• _PROBLEM_
Rewrite everything from the line containing "terracotta roof tile ->" down to the last of the lines as a numbered list, leaving out any blank lines.

• _LISTED ENTRIES_
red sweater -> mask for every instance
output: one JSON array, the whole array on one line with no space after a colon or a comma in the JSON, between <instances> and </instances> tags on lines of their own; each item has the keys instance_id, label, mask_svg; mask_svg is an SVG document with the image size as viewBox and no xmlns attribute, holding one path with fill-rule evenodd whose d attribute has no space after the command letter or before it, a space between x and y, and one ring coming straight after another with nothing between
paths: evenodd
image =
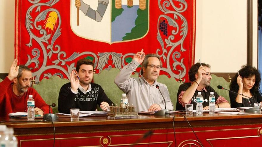
<instances>
[{"instance_id":1,"label":"red sweater","mask_svg":"<svg viewBox=\"0 0 262 147\"><path fill-rule=\"evenodd\" d=\"M33 95L35 107L42 109L44 114L49 113L49 106L35 89L28 88L27 91L20 97L13 92L12 83L12 81L7 77L0 83L0 116L6 116L9 113L15 112L27 112L26 100L29 95ZM51 109L52 113L52 109Z\"/></svg>"}]
</instances>

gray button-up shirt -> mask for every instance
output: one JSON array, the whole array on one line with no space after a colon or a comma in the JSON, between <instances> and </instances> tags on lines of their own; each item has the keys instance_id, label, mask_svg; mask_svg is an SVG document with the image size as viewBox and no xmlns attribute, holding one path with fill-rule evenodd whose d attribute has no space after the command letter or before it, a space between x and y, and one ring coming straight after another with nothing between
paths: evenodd
<instances>
[{"instance_id":1,"label":"gray button-up shirt","mask_svg":"<svg viewBox=\"0 0 262 147\"><path fill-rule=\"evenodd\" d=\"M156 88L156 85L157 85L166 100L166 109L172 110L173 105L165 84L157 82L156 80L153 85L150 85L143 76L138 78L129 77L139 65L139 63L133 60L123 68L115 79L116 84L127 94L128 103L135 106L135 110L137 111L147 111L153 104L158 104L162 109L164 109L163 97Z\"/></svg>"}]
</instances>

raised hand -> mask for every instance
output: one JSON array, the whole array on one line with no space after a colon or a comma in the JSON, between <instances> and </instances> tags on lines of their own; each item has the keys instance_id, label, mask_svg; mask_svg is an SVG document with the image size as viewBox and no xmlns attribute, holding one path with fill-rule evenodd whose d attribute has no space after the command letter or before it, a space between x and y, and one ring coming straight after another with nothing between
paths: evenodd
<instances>
[{"instance_id":1,"label":"raised hand","mask_svg":"<svg viewBox=\"0 0 262 147\"><path fill-rule=\"evenodd\" d=\"M18 69L19 69L19 66L17 66L17 59L15 59L8 73L8 75L7 76L10 80L12 80L14 78L16 77L18 75Z\"/></svg>"},{"instance_id":2,"label":"raised hand","mask_svg":"<svg viewBox=\"0 0 262 147\"><path fill-rule=\"evenodd\" d=\"M75 1L75 4L76 7L80 7L80 6L81 6L81 2L80 2L80 0L76 0Z\"/></svg>"},{"instance_id":3,"label":"raised hand","mask_svg":"<svg viewBox=\"0 0 262 147\"><path fill-rule=\"evenodd\" d=\"M133 60L137 61L139 64L141 64L145 59L145 53L143 52L144 49L142 49L141 51L138 52L133 58Z\"/></svg>"},{"instance_id":4,"label":"raised hand","mask_svg":"<svg viewBox=\"0 0 262 147\"><path fill-rule=\"evenodd\" d=\"M72 70L70 74L70 83L72 89L76 91L79 86L79 79L77 77L78 75L75 73L75 71Z\"/></svg>"},{"instance_id":5,"label":"raised hand","mask_svg":"<svg viewBox=\"0 0 262 147\"><path fill-rule=\"evenodd\" d=\"M199 67L197 70L197 79L201 81L203 78L203 75L206 73L206 71L205 68L202 66Z\"/></svg>"},{"instance_id":6,"label":"raised hand","mask_svg":"<svg viewBox=\"0 0 262 147\"><path fill-rule=\"evenodd\" d=\"M238 85L238 86L240 88L243 88L243 82L242 82L242 77L240 76L240 75L238 75L236 78L236 83Z\"/></svg>"}]
</instances>

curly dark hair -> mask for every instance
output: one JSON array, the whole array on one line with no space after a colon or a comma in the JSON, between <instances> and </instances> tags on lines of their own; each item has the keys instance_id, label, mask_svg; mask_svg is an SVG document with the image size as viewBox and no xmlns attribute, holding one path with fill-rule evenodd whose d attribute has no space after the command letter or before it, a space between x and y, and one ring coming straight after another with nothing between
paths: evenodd
<instances>
[{"instance_id":1,"label":"curly dark hair","mask_svg":"<svg viewBox=\"0 0 262 147\"><path fill-rule=\"evenodd\" d=\"M211 67L211 66L208 64L202 63L201 64L202 66L205 66L209 68ZM197 62L193 65L190 68L190 69L188 72L188 75L189 76L189 80L191 82L196 80L196 74L197 73L197 70L199 67L200 67L200 63Z\"/></svg>"},{"instance_id":2,"label":"curly dark hair","mask_svg":"<svg viewBox=\"0 0 262 147\"><path fill-rule=\"evenodd\" d=\"M76 70L77 72L79 72L79 69L80 69L80 66L82 64L86 64L87 65L92 65L93 67L93 70L94 69L94 62L91 60L85 59L81 59L77 62L77 67L76 67Z\"/></svg>"},{"instance_id":3,"label":"curly dark hair","mask_svg":"<svg viewBox=\"0 0 262 147\"><path fill-rule=\"evenodd\" d=\"M255 97L257 96L256 94L258 93L260 82L261 81L261 78L259 72L254 67L252 67L250 65L244 65L242 67L241 69L238 71L238 72L242 78L251 78L255 75L256 77L256 81L252 89L250 90L250 91L253 96ZM238 73L237 73L236 74L235 76L232 79L231 83L229 86L231 90L236 92L237 92L239 88L236 81L238 75Z\"/></svg>"}]
</instances>

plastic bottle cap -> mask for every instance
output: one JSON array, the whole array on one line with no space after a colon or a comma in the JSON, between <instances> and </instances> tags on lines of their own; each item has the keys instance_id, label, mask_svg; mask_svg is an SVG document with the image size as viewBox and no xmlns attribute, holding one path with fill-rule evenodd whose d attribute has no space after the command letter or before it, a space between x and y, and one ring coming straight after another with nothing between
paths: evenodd
<instances>
[{"instance_id":1,"label":"plastic bottle cap","mask_svg":"<svg viewBox=\"0 0 262 147\"><path fill-rule=\"evenodd\" d=\"M6 126L5 125L0 125L0 131L4 131L6 129Z\"/></svg>"}]
</instances>

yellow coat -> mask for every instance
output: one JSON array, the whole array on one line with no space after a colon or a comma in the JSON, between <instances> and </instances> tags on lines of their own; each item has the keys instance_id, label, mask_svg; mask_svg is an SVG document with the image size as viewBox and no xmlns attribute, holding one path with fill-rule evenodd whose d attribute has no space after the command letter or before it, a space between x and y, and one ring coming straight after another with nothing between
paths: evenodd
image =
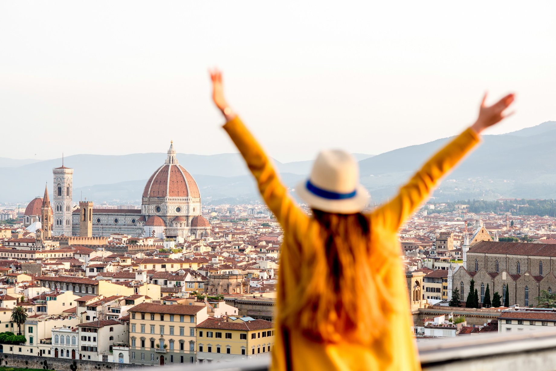
<instances>
[{"instance_id":1,"label":"yellow coat","mask_svg":"<svg viewBox=\"0 0 556 371\"><path fill-rule=\"evenodd\" d=\"M287 312L304 282L318 276L311 269L311 255L324 254L318 223L299 209L281 184L271 161L247 128L236 117L224 126L257 180L265 202L284 231L281 246L277 310ZM277 316L272 369L285 370L420 370L409 294L400 255L398 229L427 198L443 175L479 141L471 128L464 131L429 160L391 201L373 211L371 221L373 271L386 289L384 303L396 303L385 319L388 330L370 344L347 341L323 344L307 339L295 328L286 328ZM326 280L325 277L320 277ZM289 333L289 344L282 336Z\"/></svg>"}]
</instances>

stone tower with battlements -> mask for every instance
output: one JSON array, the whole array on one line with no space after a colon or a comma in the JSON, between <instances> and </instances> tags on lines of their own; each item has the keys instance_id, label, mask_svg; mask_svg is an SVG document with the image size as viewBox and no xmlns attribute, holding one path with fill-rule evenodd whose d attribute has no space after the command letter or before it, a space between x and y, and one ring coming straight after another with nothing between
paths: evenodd
<instances>
[{"instance_id":1,"label":"stone tower with battlements","mask_svg":"<svg viewBox=\"0 0 556 371\"><path fill-rule=\"evenodd\" d=\"M93 202L87 199L79 202L79 236L93 236Z\"/></svg>"},{"instance_id":2,"label":"stone tower with battlements","mask_svg":"<svg viewBox=\"0 0 556 371\"><path fill-rule=\"evenodd\" d=\"M60 167L52 169L54 176L54 236L72 235L72 185L73 169L66 167L62 161Z\"/></svg>"}]
</instances>

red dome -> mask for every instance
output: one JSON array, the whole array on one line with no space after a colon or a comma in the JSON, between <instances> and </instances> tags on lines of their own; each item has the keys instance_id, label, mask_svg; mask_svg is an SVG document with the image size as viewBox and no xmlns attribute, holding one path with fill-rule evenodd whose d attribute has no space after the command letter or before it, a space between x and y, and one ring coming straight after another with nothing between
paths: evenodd
<instances>
[{"instance_id":1,"label":"red dome","mask_svg":"<svg viewBox=\"0 0 556 371\"><path fill-rule=\"evenodd\" d=\"M38 215L40 216L41 207L42 207L42 197L37 197L29 202L29 205L25 209L25 212L23 213L23 215L26 216L31 216L33 215ZM52 208L51 207L50 209L52 210Z\"/></svg>"},{"instance_id":2,"label":"red dome","mask_svg":"<svg viewBox=\"0 0 556 371\"><path fill-rule=\"evenodd\" d=\"M153 215L148 218L148 220L145 224L145 226L149 227L166 226L166 224L164 223L164 221L162 220L162 218L160 216L157 216L156 215Z\"/></svg>"},{"instance_id":3,"label":"red dome","mask_svg":"<svg viewBox=\"0 0 556 371\"><path fill-rule=\"evenodd\" d=\"M151 176L143 197L201 197L195 180L182 166L163 165Z\"/></svg>"},{"instance_id":4,"label":"red dome","mask_svg":"<svg viewBox=\"0 0 556 371\"><path fill-rule=\"evenodd\" d=\"M191 219L191 227L198 228L199 227L210 227L210 223L203 216L198 215Z\"/></svg>"}]
</instances>

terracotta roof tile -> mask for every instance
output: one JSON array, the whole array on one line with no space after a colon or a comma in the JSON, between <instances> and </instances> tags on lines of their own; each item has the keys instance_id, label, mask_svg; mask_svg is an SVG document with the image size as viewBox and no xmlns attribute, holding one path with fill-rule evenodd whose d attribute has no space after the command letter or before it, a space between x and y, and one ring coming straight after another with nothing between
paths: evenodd
<instances>
[{"instance_id":1,"label":"terracotta roof tile","mask_svg":"<svg viewBox=\"0 0 556 371\"><path fill-rule=\"evenodd\" d=\"M183 305L172 304L165 305L151 303L142 303L127 310L128 312L141 312L142 313L167 313L168 314L184 314L194 315L205 308L202 305Z\"/></svg>"},{"instance_id":2,"label":"terracotta roof tile","mask_svg":"<svg viewBox=\"0 0 556 371\"><path fill-rule=\"evenodd\" d=\"M172 305L172 306L173 306L173 305ZM225 320L221 318L209 318L197 325L197 327L202 329L221 329L222 330L254 331L255 330L272 329L274 327L274 323L265 321L264 319L230 322L226 321Z\"/></svg>"}]
</instances>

• _RESULT_
1. terracotta roof tile -> mask for every instance
2. output: one JSON array, the whole array on one line with no space after a colon or a comma in the JSON, between <instances> and </instances> tags on lines of their own; each item has the keys instance_id, label, mask_svg; mask_svg is an SVG document with the image size as viewBox and no xmlns attribute, holding one path with fill-rule evenodd whose d attribute has no space after the command letter or before it, a space between x and y, and one ring coming straight after another with nothing between
3. paths: evenodd
4. <instances>
5. [{"instance_id":1,"label":"terracotta roof tile","mask_svg":"<svg viewBox=\"0 0 556 371\"><path fill-rule=\"evenodd\" d=\"M183 305L172 304L165 305L151 303L142 303L127 310L128 312L141 312L142 313L167 313L168 314L184 314L194 315L205 308L202 305Z\"/></svg>"},{"instance_id":2,"label":"terracotta roof tile","mask_svg":"<svg viewBox=\"0 0 556 371\"><path fill-rule=\"evenodd\" d=\"M172 305L172 306L173 306L173 305ZM225 320L221 318L209 318L197 325L197 327L202 329L221 329L222 330L254 331L255 330L272 329L274 327L274 323L265 321L264 319L230 322L226 321Z\"/></svg>"}]
6. </instances>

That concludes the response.